»»

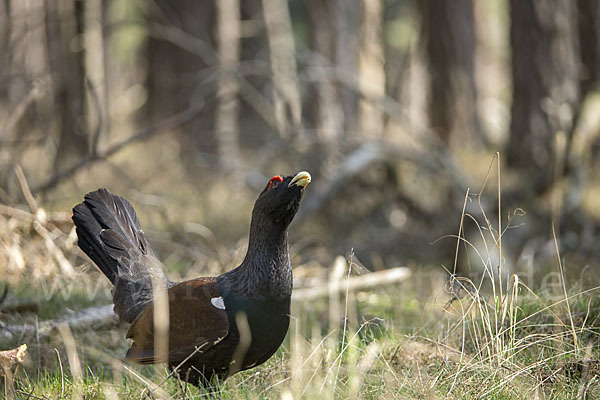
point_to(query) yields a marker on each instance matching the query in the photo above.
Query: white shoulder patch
(218, 302)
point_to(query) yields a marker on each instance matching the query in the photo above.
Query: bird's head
(280, 199)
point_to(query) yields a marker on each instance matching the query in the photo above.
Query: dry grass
(491, 338)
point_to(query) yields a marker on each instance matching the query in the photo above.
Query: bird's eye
(274, 182)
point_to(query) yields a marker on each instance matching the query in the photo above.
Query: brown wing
(194, 323)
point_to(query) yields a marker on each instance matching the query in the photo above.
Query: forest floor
(423, 337)
(390, 343)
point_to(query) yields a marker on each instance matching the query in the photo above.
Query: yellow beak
(301, 179)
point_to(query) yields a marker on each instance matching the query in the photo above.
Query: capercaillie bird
(216, 325)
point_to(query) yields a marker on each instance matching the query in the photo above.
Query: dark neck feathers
(266, 270)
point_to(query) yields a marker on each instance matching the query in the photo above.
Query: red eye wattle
(274, 179)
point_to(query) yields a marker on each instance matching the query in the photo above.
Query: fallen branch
(88, 318)
(363, 282)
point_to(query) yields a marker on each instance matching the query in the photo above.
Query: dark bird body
(216, 326)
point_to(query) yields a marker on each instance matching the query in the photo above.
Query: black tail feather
(110, 234)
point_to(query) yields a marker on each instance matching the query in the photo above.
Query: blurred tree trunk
(64, 34)
(448, 30)
(346, 21)
(543, 38)
(371, 72)
(180, 53)
(589, 42)
(226, 119)
(286, 94)
(324, 111)
(5, 33)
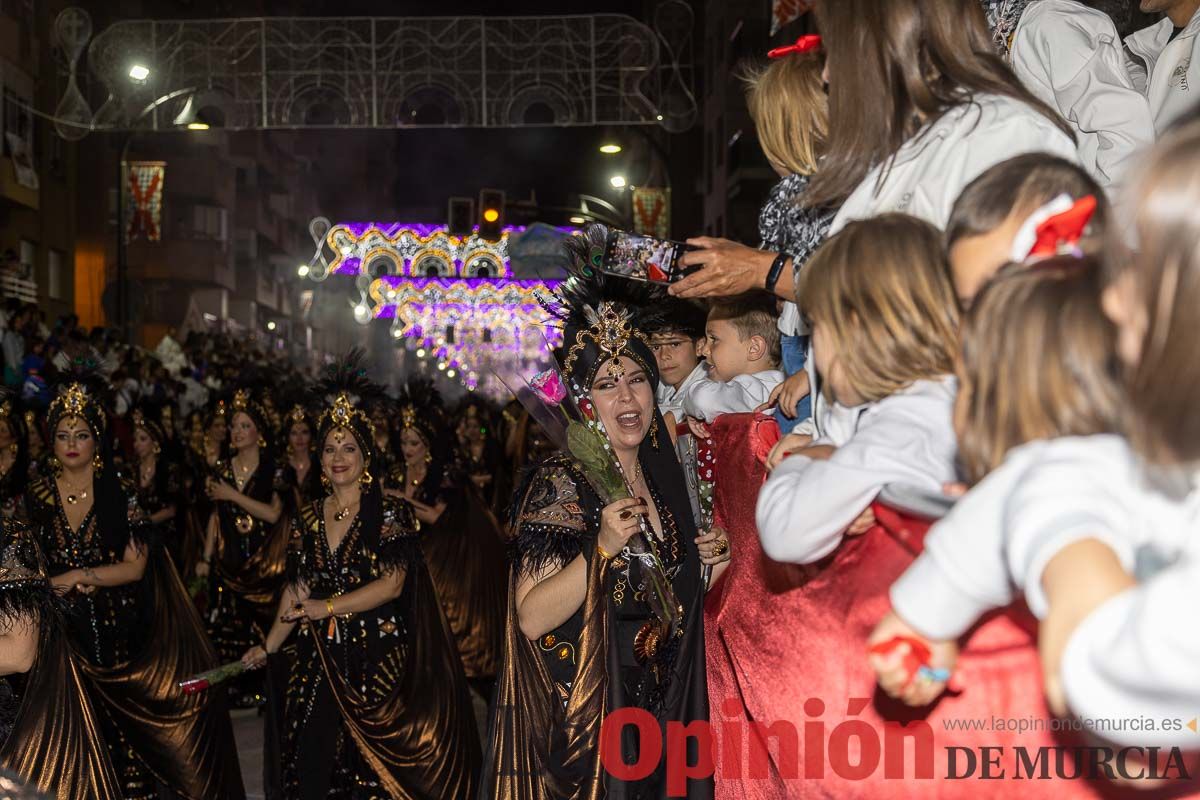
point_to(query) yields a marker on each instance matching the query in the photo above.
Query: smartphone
(643, 258)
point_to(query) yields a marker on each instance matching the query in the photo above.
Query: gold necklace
(339, 516)
(75, 497)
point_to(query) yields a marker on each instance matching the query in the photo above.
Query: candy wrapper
(211, 678)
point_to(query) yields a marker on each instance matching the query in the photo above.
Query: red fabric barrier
(789, 643)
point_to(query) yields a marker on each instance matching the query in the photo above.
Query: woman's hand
(787, 395)
(255, 657)
(786, 446)
(67, 581)
(714, 546)
(863, 523)
(726, 269)
(311, 609)
(699, 428)
(891, 671)
(618, 522)
(221, 491)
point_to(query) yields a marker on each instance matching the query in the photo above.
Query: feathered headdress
(345, 395)
(148, 416)
(421, 410)
(82, 390)
(24, 583)
(604, 317)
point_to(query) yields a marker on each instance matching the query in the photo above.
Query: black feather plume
(587, 287)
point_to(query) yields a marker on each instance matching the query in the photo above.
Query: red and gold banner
(652, 212)
(143, 199)
(784, 12)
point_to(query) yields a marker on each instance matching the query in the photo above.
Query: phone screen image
(642, 258)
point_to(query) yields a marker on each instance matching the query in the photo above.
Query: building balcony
(12, 191)
(18, 288)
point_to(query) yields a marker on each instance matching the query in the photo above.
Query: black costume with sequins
(376, 703)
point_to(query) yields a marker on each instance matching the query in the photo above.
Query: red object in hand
(803, 44)
(1063, 230)
(918, 653)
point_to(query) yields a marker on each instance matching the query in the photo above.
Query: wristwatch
(777, 269)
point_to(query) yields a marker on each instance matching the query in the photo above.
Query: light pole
(123, 277)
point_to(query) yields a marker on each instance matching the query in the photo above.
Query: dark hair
(1021, 185)
(1036, 362)
(683, 317)
(751, 314)
(895, 66)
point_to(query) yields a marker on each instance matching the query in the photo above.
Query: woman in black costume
(581, 638)
(376, 705)
(129, 617)
(49, 734)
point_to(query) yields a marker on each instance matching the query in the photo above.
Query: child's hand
(785, 447)
(897, 672)
(789, 395)
(699, 428)
(863, 523)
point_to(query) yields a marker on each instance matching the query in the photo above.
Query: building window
(28, 257)
(54, 276)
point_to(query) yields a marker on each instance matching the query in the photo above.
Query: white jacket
(1173, 68)
(997, 540)
(706, 398)
(1138, 656)
(905, 439)
(670, 398)
(1071, 56)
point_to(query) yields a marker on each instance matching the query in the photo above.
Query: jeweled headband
(245, 402)
(610, 336)
(343, 413)
(75, 400)
(151, 426)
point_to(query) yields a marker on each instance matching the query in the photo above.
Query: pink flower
(549, 386)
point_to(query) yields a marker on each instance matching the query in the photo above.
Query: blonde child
(883, 322)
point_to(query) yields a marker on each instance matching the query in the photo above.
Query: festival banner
(652, 212)
(143, 199)
(784, 12)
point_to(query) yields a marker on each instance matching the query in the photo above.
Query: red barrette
(803, 44)
(1054, 229)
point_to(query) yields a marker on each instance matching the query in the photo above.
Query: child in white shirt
(742, 349)
(883, 322)
(1037, 408)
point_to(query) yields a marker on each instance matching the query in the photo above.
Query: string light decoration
(453, 301)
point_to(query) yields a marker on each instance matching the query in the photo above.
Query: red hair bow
(1062, 232)
(803, 44)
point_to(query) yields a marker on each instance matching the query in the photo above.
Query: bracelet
(777, 269)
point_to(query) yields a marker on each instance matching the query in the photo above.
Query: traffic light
(461, 216)
(491, 212)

««

• _WHAT TO DO_
Gather every line from the records above that contains the word "costume".

• _RESPONSE TO THIS TASK_
Query: black costume with sequins
Query: woman in black costume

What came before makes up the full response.